Recently, I heard a news report regarding several state attorneys general suing the federal government to eliminate the requirement that health care providers be immunized against COVID. They argued that as fully immunized individuals still contract COVID, and that allowing unimmunized people to be rehired would relieve provider shortage, the regulation was unhelpful.
Initially, I agreed, as rehiring these individuals would generate some relief for those staff members who have worked overtime for many months; and would help reduce burnout, depression, resignations, and suicide. All laudable goals.
Subsequently, several questions came to mind: If I was hospitalized for a non-COVID condition, would I want to be cared for by an unimmunized nurse; would the hospital have a fiduciary duty to inform me of the caregiver’s vaccination status and allow me to request an immunized caregiver; if I contracted COVID from an unimmunized employee and required intensive care or died, could the hospital be liable; and does the employee’s right to non-immunization supersede my right to a safe hospital environment? And from these thoughts, I concluded that re-employing the unimmunized would be a questionable practice.

################

- **EXERCISE GOAL**:
Reproduce the passage on rehiring unimmunized health care workers in full, word for word.

################

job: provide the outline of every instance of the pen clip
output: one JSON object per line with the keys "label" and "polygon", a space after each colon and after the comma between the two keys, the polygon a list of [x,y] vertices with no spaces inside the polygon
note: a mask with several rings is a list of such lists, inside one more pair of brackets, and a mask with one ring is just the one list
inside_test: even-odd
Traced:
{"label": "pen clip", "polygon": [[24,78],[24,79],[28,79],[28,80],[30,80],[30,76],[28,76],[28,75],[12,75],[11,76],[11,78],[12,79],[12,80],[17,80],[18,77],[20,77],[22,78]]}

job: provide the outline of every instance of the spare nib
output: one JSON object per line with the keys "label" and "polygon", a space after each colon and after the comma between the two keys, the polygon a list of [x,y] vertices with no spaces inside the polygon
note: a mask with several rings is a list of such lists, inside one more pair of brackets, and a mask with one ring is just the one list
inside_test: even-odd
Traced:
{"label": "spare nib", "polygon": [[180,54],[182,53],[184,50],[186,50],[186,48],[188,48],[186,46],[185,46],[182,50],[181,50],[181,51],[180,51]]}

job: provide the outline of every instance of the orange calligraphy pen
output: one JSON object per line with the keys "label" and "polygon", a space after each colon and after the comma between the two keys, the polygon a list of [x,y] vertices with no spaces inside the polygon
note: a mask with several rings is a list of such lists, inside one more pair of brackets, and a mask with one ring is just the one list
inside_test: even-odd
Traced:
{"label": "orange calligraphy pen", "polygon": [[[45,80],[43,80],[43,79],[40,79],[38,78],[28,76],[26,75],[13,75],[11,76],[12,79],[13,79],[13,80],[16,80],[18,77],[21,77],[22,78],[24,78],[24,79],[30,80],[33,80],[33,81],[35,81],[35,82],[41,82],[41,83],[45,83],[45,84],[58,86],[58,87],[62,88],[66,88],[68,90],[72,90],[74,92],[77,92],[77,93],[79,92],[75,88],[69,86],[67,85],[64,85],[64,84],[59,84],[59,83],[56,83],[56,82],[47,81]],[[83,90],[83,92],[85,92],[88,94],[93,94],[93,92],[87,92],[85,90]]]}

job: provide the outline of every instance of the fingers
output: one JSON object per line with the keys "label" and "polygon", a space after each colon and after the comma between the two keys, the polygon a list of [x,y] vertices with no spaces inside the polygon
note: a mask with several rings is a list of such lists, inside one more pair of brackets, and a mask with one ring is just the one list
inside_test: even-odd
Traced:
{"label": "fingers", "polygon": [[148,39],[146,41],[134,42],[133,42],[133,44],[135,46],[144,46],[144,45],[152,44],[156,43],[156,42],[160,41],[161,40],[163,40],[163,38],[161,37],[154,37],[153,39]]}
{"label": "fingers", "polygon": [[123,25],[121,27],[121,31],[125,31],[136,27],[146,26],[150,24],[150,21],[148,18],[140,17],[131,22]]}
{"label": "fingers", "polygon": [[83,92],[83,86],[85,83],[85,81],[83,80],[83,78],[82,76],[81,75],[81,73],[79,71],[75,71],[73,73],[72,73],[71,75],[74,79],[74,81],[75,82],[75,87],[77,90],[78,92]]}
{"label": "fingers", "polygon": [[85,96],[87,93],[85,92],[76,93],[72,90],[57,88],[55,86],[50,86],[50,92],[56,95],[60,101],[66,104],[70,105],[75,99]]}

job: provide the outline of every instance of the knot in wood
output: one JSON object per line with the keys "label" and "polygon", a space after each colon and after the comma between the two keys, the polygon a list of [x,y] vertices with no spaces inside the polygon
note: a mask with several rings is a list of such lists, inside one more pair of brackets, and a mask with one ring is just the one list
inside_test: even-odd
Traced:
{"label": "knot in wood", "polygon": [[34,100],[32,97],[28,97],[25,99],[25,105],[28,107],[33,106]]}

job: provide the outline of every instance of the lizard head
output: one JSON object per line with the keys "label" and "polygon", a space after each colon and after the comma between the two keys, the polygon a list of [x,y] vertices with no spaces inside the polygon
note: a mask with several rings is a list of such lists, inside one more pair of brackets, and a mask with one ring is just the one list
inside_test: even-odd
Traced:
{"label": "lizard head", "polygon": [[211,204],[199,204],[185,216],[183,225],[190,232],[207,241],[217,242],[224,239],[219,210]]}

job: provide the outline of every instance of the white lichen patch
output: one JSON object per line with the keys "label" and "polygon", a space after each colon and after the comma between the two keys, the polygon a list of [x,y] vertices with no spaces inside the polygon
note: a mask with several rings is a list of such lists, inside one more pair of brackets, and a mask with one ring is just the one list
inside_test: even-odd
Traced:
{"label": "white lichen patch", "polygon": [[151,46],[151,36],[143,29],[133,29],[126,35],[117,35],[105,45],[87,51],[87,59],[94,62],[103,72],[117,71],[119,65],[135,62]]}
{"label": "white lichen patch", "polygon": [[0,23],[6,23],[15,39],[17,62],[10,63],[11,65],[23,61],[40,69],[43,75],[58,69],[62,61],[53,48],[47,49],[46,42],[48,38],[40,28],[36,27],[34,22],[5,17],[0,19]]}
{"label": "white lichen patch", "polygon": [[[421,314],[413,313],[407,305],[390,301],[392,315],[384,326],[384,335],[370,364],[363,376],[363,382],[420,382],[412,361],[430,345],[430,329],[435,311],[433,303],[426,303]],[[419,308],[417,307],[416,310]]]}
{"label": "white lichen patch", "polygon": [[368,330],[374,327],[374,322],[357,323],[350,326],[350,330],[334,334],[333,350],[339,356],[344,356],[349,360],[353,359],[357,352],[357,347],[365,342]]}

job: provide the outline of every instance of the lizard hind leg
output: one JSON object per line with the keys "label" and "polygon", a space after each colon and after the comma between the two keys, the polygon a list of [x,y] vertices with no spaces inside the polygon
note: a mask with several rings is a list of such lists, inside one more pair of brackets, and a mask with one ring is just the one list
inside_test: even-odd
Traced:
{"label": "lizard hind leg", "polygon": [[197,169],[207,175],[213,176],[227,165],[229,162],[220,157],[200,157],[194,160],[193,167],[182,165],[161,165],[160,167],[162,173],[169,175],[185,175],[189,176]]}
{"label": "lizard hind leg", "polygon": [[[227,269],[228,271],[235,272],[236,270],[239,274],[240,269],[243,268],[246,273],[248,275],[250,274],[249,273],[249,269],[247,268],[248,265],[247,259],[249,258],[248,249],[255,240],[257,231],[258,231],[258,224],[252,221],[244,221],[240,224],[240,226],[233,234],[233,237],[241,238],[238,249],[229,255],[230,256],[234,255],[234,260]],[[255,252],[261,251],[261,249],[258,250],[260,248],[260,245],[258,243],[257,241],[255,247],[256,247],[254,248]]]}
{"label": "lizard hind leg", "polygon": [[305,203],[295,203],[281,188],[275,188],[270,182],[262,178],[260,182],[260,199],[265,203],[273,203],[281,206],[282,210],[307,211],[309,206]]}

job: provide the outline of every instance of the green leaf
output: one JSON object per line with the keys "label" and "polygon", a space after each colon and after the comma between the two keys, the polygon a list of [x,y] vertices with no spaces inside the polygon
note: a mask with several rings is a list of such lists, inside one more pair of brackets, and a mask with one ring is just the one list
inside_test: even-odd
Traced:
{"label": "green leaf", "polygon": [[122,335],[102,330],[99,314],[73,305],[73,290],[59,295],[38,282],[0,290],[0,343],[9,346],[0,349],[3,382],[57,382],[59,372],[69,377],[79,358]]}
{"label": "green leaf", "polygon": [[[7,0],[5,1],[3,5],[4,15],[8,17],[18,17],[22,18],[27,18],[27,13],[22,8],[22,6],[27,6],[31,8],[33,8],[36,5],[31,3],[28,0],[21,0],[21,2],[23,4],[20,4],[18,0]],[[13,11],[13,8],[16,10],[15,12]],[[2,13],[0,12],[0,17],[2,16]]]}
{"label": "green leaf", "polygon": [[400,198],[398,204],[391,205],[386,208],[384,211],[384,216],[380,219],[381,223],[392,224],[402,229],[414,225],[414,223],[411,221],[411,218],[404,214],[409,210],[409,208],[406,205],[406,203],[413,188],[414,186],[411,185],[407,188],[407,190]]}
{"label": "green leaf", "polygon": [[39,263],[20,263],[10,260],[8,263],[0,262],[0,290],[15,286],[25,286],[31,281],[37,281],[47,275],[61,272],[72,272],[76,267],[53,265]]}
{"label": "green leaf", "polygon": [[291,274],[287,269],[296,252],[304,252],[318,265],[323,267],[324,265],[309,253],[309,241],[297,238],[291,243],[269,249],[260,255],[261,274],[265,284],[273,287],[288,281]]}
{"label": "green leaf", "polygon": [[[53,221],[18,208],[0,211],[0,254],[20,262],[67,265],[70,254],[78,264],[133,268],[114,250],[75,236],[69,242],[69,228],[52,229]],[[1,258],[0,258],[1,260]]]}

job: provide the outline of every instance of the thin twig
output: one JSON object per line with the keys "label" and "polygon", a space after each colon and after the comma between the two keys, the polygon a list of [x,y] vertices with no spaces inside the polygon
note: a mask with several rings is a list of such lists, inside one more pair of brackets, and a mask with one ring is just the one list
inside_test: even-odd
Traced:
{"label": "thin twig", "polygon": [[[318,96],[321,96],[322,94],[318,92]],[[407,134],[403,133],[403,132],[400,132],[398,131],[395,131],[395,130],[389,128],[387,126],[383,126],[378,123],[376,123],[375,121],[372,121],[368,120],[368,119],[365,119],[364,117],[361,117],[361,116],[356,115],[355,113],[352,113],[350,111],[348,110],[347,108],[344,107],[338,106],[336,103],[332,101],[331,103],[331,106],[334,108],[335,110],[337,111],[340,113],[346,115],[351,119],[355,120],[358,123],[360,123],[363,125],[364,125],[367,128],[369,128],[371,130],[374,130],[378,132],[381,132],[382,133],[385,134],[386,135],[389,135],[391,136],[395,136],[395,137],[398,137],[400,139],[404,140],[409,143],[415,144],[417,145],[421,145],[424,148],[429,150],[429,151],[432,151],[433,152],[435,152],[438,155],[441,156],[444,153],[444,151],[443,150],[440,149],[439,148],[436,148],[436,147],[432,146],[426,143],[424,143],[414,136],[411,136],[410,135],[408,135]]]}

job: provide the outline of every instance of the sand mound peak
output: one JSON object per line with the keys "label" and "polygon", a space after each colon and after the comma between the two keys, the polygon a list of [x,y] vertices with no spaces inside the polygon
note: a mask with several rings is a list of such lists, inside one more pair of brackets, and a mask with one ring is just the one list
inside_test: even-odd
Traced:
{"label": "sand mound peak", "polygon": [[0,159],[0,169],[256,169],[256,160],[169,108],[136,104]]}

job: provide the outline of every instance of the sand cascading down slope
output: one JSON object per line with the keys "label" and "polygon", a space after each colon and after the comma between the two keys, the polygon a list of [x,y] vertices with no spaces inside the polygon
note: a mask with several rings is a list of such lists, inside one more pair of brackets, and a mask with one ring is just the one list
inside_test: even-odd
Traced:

################

- **RESULT FOR THIS TASK**:
Recently, I heard a news report regarding several state attorneys general suing the federal government to eliminate the requirement that health care providers be immunized against COVID. They argued that as fully immunized individuals still contract COVID, and that allowing unimmunized people to be rehired would relieve provider shortage, the regulation was unhelpful.
Initially, I agreed, as rehiring these individuals would generate some relief for those staff members who have worked overtime for many months; and would help reduce burnout, depression, resignations, and suicide. All laudable goals.
Subsequently, several questions came to mind: If I was hospitalized for a non-COVID condition, would I want to be cared for by an unimmunized nurse; would the hospital have a fiduciary duty to inform me of the caregiver’s vaccination status and allow me to request an immunized caregiver; if I contracted COVID from an unimmunized employee and required intensive care or died, could the hospital be liable; and does the employee’s right to non-immunization supersede my right to a safe hospital environment? And from these thoughts, I concluded that re-employing the unimmunized would be a questionable practice.